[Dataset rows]
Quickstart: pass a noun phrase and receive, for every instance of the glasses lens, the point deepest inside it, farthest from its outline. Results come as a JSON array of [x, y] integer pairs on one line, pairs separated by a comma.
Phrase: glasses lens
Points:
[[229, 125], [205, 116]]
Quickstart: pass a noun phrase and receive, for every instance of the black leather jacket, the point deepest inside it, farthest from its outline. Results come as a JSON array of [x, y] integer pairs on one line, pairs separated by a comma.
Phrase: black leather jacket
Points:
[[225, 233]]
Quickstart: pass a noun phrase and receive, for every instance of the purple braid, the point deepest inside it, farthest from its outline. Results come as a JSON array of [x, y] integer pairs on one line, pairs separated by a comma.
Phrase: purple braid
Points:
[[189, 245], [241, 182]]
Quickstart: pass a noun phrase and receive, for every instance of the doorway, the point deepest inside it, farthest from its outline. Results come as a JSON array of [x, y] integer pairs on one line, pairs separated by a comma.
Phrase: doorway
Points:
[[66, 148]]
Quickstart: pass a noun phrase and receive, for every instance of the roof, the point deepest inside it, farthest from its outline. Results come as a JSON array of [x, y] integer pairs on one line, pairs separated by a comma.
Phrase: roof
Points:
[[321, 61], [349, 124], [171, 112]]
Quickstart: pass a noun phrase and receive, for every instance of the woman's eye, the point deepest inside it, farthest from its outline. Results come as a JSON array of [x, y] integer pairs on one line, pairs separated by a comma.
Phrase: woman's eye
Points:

_Your instructions_
Lay out every line of the material above as a numbered list, skipping any blank lines.

_Task solution_
1. Quickstart: pass a noun phrase and receive, for every instance of the glasses lens, the point deepest inside it, farthest from its outline. Results come as a JSON array of [x, y] integer pairs on one line, pairs separated by a comma.
2. Phrase: glasses lens
3. Points:
4. [[229, 125], [205, 116]]
5. Quickstart: pass a noun phrase and receive, for every instance of the black leather jacket, the point deepest inside it, farthest from its outline. Results come as a JSON array of [x, y] integer pairs on one line, pairs separated by a comma.
6. Phrase: black leather jacket
7. Points:
8. [[225, 233]]
9. Quickstart: pass a noun phrase and receive, for every instance of the purple braid, the point deepest inside it, farthest from its outline. Results come as a JSON array of [x, y] integer pairs on one line, pairs separated by a comma.
10. Phrase: purple braid
11. Points:
12. [[189, 245], [241, 182]]
13. Quickstart: pass a noun phrase and receive, for every instance of the doorway, the point deepest inside it, farthest from its outline. Results come as a JSON array of [x, y] integer pairs on one line, pairs separated by a comma.
14. Phrase: doorway
15. Points:
16. [[66, 148]]
17. Quickstart: pass a noun phrase and receive, for every instance of the roof, the point deepest inside it, farthest from its outline. Results come as a JSON array of [x, y] integer pairs on one line, pairs separated by a comma.
18. Phrase: roof
19. Points:
20. [[321, 61], [349, 124], [171, 112]]
21. Quickstart: pass a noun phrase and receive, for every instance of the woman's eye, the point deepest inside it, farthest from its outline. Results come as a JSON array of [x, y] integer pairs on one line, pairs separated by a comma.
22. Phrase: woman's eye
23. Points:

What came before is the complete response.